Your task: Report each line of the entries below that has the word "front" in it.

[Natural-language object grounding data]

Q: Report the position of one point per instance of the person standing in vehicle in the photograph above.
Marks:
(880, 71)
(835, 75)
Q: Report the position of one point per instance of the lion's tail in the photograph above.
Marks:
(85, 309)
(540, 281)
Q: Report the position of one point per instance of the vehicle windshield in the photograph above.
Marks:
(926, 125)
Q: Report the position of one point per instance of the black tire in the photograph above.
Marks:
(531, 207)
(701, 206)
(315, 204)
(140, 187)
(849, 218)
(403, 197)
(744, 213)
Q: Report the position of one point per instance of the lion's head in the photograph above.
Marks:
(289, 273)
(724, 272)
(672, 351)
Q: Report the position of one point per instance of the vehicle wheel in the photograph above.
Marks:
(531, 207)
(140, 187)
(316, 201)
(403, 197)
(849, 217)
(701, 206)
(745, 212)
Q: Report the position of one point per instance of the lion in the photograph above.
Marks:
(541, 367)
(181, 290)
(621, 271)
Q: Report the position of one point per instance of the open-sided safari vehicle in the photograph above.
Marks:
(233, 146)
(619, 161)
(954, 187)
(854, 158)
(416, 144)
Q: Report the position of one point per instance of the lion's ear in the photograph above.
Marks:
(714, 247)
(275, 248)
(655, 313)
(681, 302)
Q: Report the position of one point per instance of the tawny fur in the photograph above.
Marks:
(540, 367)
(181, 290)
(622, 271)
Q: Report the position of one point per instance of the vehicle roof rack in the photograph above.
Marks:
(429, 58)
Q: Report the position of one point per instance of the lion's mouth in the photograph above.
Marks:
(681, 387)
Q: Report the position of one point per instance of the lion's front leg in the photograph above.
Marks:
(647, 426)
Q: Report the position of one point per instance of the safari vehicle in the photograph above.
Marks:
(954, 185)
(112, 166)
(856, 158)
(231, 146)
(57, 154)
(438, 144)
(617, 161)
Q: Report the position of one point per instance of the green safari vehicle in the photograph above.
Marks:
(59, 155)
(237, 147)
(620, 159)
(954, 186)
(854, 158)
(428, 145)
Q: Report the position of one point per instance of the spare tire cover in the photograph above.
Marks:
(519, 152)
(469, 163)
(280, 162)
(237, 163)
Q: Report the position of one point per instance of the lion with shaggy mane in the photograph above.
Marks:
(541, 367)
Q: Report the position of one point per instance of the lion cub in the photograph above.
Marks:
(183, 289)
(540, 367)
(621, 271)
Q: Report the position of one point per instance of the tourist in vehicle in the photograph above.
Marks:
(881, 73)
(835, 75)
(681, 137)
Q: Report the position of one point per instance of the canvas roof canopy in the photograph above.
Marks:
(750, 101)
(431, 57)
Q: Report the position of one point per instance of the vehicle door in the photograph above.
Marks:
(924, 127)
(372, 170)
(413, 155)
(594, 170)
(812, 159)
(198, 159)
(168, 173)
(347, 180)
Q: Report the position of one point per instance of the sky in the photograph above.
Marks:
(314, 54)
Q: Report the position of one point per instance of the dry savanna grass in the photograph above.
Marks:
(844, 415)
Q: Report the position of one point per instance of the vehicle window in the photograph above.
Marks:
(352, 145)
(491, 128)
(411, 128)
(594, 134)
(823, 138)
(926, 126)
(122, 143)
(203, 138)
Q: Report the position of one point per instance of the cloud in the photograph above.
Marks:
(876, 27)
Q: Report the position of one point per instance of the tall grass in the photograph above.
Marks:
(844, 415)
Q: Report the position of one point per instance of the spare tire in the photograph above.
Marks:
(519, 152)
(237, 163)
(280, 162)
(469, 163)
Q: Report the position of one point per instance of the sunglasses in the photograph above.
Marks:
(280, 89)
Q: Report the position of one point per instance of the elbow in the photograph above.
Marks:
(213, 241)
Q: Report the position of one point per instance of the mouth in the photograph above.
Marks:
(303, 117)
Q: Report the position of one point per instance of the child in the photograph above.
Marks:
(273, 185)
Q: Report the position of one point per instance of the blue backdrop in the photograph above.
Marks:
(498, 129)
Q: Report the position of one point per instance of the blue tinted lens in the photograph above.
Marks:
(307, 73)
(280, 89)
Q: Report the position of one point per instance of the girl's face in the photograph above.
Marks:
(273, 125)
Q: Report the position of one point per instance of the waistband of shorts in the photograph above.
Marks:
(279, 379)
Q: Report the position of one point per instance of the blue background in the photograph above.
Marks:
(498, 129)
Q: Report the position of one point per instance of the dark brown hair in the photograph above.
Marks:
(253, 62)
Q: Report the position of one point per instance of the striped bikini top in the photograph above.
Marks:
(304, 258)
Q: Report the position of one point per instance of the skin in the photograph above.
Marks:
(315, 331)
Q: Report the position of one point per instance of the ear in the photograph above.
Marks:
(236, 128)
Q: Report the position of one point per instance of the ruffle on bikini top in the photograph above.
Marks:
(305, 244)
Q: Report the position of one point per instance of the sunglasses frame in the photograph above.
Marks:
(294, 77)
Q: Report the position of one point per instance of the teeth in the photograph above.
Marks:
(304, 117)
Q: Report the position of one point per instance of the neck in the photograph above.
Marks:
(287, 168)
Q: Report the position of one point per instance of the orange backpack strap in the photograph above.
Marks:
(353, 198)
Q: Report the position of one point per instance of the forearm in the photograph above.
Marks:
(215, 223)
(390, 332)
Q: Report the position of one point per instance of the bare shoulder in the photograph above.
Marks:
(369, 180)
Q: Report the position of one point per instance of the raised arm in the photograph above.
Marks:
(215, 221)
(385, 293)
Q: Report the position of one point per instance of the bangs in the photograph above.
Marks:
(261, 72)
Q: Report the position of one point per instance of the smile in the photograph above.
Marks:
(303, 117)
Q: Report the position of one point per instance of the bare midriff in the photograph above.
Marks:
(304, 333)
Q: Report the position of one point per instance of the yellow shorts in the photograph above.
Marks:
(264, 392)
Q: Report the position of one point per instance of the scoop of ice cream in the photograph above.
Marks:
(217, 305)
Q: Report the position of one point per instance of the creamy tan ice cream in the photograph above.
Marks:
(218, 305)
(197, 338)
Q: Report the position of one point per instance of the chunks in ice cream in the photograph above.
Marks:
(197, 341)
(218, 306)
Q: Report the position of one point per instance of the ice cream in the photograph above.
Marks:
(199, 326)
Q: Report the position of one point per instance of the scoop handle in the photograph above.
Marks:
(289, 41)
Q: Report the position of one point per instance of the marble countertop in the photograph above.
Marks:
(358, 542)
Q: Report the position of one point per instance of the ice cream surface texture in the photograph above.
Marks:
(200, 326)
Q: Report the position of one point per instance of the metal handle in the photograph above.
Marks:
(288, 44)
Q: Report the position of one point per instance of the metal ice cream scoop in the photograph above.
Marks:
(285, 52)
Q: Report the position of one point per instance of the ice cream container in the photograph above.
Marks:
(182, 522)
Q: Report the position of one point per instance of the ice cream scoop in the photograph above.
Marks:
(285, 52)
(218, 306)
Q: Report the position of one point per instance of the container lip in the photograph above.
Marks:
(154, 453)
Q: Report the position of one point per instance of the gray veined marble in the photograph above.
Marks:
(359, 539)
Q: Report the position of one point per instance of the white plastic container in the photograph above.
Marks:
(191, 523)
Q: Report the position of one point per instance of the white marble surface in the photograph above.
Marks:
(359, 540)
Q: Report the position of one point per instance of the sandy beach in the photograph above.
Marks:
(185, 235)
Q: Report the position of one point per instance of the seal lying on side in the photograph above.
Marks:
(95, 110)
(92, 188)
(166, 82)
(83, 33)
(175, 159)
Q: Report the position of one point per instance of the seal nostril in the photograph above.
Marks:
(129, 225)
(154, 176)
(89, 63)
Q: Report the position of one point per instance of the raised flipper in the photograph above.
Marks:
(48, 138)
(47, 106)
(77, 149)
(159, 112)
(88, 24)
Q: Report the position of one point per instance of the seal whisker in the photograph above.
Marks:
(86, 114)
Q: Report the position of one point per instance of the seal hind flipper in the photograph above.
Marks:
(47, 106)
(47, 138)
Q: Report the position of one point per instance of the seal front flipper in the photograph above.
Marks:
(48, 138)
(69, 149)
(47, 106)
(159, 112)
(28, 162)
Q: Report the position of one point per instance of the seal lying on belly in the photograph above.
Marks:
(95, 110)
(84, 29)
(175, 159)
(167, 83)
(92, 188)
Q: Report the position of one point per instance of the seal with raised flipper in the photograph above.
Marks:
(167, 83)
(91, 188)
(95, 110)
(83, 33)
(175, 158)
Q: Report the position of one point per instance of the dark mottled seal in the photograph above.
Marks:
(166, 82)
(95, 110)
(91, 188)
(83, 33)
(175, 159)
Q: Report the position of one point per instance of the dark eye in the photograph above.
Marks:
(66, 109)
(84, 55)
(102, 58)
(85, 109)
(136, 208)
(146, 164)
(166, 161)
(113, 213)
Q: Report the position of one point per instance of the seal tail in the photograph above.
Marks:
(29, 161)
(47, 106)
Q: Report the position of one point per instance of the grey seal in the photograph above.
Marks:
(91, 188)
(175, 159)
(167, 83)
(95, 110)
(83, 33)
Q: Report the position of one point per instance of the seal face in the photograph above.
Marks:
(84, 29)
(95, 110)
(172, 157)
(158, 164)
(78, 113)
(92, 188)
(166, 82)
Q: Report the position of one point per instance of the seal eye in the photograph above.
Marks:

Task result:
Q: Report the position of one point per instance of the lion's front leg in the photograph above.
Q: Report the position of one point per instance of the seal front flipper in the photograph above.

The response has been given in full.